CHALLENGE
Count the lines in the data that contain "house", treating case as significant, and give only the number.

======== EXCERPTED RECORDS ========

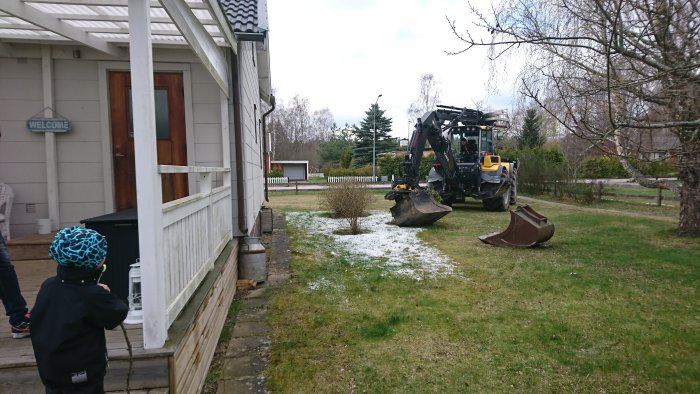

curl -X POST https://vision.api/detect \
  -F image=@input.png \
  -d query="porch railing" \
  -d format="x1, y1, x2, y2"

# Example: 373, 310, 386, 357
158, 165, 232, 326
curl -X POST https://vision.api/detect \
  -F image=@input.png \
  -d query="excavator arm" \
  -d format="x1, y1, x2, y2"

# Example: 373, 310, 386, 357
384, 109, 467, 226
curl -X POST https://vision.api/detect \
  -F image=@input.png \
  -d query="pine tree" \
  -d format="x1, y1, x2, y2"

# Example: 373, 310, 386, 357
352, 104, 398, 167
518, 108, 547, 149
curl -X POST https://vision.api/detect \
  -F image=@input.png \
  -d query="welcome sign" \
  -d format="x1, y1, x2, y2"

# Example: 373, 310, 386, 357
27, 118, 71, 133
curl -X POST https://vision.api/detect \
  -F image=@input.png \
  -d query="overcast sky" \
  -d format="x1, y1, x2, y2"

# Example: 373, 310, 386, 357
268, 0, 513, 137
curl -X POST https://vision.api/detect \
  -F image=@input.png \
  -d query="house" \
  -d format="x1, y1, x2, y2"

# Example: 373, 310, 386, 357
0, 0, 271, 393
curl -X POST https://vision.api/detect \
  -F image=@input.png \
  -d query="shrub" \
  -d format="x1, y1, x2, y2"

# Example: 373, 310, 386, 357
507, 148, 569, 194
578, 156, 629, 179
320, 182, 372, 234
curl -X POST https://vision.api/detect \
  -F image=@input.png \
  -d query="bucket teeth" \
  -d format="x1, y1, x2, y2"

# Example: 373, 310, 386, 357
479, 205, 554, 248
391, 190, 452, 227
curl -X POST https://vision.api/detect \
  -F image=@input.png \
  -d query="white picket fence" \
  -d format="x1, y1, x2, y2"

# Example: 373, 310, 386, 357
326, 176, 378, 183
267, 176, 289, 183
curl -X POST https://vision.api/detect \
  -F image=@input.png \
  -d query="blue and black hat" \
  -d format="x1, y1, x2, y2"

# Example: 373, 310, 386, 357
49, 226, 107, 269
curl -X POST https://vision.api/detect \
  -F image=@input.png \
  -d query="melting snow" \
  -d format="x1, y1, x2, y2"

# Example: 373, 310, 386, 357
286, 212, 455, 282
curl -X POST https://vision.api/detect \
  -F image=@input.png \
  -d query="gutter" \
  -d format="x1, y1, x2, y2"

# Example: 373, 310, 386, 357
263, 95, 275, 202
231, 49, 248, 236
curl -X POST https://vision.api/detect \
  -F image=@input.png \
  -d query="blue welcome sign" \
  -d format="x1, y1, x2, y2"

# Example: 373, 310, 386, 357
27, 107, 71, 133
27, 118, 71, 133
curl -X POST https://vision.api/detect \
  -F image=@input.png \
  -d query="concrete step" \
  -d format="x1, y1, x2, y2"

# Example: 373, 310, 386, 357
7, 232, 56, 262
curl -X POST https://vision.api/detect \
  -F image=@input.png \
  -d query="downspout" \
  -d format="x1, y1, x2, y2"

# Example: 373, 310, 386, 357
231, 49, 248, 236
263, 95, 275, 202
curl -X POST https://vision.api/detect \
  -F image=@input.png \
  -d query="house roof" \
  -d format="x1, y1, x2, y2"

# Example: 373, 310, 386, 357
0, 0, 233, 51
219, 0, 267, 41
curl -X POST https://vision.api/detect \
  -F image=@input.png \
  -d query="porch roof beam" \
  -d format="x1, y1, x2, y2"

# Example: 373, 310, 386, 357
0, 0, 124, 57
25, 0, 208, 9
32, 14, 217, 25
160, 0, 229, 96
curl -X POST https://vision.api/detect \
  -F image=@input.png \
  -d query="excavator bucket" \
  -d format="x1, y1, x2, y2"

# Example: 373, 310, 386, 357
479, 205, 554, 248
391, 190, 452, 227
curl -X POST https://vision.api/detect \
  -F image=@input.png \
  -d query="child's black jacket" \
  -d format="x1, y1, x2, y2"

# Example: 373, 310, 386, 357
30, 265, 128, 388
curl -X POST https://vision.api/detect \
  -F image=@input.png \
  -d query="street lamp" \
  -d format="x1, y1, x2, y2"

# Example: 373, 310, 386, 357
372, 93, 382, 182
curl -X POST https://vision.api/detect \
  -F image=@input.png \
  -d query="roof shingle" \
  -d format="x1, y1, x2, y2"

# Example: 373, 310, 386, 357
219, 0, 267, 41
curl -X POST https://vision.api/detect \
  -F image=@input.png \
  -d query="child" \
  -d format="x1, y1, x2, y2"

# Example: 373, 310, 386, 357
0, 233, 29, 339
30, 226, 129, 394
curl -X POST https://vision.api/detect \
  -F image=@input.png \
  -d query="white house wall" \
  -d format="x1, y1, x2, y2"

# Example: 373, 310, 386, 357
0, 45, 235, 237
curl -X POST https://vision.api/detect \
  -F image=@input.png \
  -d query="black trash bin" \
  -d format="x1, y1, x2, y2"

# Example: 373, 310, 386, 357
80, 208, 139, 300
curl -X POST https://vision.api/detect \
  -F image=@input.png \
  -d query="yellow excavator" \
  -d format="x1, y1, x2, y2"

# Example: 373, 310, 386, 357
384, 105, 554, 246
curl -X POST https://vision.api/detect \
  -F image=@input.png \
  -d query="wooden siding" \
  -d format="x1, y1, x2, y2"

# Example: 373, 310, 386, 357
166, 240, 238, 393
0, 54, 48, 237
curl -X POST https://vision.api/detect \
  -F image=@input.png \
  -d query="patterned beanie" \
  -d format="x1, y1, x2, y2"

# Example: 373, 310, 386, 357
49, 226, 107, 269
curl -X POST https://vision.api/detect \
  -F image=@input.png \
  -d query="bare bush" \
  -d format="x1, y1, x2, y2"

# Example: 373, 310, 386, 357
321, 182, 372, 234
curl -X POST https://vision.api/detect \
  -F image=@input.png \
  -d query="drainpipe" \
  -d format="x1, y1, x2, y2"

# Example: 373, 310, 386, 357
231, 49, 248, 236
263, 95, 275, 202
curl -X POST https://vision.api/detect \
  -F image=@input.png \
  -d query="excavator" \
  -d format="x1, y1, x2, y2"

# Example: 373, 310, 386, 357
384, 105, 554, 247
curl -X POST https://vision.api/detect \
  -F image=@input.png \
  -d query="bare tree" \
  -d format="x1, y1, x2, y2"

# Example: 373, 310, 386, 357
449, 0, 700, 235
268, 95, 334, 171
311, 108, 335, 141
407, 73, 440, 119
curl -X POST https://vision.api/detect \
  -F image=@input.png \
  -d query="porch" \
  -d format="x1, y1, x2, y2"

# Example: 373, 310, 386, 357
0, 234, 238, 394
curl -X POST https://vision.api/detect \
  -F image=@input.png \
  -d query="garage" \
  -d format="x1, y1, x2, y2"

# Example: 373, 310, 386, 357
270, 161, 309, 181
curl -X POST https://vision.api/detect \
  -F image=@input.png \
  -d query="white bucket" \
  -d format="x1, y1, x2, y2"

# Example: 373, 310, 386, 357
36, 219, 51, 234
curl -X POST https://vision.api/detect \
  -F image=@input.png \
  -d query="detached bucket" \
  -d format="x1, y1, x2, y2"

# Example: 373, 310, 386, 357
238, 237, 267, 283
479, 205, 554, 248
391, 190, 452, 227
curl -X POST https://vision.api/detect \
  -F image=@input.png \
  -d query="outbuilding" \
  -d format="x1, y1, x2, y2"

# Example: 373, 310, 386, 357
270, 160, 309, 181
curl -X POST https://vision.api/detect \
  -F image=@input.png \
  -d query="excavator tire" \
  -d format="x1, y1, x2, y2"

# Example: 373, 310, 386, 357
391, 190, 452, 227
479, 205, 554, 248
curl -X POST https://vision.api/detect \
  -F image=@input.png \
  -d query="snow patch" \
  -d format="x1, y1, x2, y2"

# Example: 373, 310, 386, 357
286, 211, 455, 282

========

EXERCISE RESULT
3